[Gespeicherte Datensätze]
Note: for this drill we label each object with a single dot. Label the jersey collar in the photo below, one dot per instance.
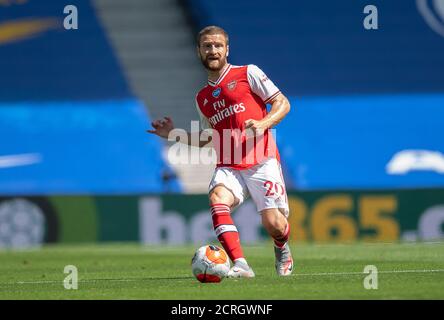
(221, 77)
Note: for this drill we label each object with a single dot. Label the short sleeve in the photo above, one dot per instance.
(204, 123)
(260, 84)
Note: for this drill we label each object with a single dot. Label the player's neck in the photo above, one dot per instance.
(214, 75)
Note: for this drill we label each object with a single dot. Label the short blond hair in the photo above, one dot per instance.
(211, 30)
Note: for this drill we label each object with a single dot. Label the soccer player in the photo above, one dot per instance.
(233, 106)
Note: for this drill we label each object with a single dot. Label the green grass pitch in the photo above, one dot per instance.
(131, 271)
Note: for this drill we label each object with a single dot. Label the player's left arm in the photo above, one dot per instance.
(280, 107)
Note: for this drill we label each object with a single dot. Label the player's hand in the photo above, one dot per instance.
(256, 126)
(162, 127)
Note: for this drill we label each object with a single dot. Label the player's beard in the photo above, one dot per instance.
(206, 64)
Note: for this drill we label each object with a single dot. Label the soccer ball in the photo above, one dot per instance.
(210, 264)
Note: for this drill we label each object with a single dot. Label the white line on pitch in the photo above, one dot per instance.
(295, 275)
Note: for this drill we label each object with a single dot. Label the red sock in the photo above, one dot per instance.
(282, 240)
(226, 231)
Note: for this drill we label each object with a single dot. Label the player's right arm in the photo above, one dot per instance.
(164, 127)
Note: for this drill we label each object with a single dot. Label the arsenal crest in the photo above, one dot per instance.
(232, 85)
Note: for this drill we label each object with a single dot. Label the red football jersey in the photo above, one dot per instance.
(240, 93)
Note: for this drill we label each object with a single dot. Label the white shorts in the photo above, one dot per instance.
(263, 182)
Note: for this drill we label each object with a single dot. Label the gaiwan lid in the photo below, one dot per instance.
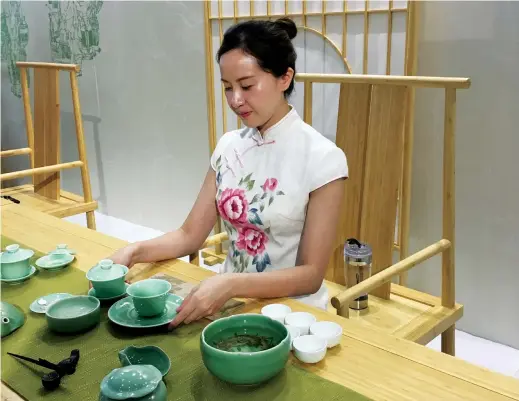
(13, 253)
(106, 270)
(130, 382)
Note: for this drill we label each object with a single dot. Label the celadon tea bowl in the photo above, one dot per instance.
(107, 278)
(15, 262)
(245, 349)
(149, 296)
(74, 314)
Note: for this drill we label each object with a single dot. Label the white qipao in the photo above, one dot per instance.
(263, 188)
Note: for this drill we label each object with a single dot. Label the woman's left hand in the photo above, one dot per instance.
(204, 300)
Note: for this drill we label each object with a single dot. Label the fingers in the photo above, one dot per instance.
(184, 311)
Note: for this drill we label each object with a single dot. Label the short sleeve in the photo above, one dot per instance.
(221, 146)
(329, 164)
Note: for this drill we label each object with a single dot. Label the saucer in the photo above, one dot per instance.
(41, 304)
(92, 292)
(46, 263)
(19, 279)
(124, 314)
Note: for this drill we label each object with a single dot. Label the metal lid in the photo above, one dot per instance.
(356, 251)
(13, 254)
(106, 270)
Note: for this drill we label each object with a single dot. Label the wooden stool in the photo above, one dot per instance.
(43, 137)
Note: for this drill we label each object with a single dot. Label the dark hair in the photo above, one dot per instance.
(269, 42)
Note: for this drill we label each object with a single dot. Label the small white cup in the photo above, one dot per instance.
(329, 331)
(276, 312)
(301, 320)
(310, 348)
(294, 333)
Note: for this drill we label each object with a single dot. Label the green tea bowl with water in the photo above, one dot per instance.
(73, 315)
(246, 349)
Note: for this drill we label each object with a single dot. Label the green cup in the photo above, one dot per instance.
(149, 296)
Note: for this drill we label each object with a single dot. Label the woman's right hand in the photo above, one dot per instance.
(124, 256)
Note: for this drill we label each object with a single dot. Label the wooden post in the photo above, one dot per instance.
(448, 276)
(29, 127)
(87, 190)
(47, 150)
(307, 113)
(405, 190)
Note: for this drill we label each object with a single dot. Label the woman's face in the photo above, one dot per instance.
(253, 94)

Ziel der Aufgabe> Schreibe alle Zeilen von der Zeile mit „the green cup“ bis zum Ende der Datensätze, beide einschließlich, samt den Aufforderungen erneut ab. Multipliziere dabei jede Koordinate in den Antworten mit 0,85 und runde auf ganze Zahlen, wobei Hälften aufgerundet werden.

Endgültige Antwort>
Note: for this drill we label each object with a single dot. Label the green cup in the photo above, one dot per instance.
(127, 252)
Note: for this drill we label each object with a single dot. Label the woman's right hand in the photo above, one dot per instance.
(105, 218)
Note: for this drill we label each object with a single dot. Label the wooden post in the photo above, one dot per instance.
(381, 235)
(25, 108)
(74, 162)
(40, 128)
(261, 96)
(344, 162)
Note: for this drill we label each object with a single dot. Label the woman's face in the photo above, one dot per instance.
(215, 80)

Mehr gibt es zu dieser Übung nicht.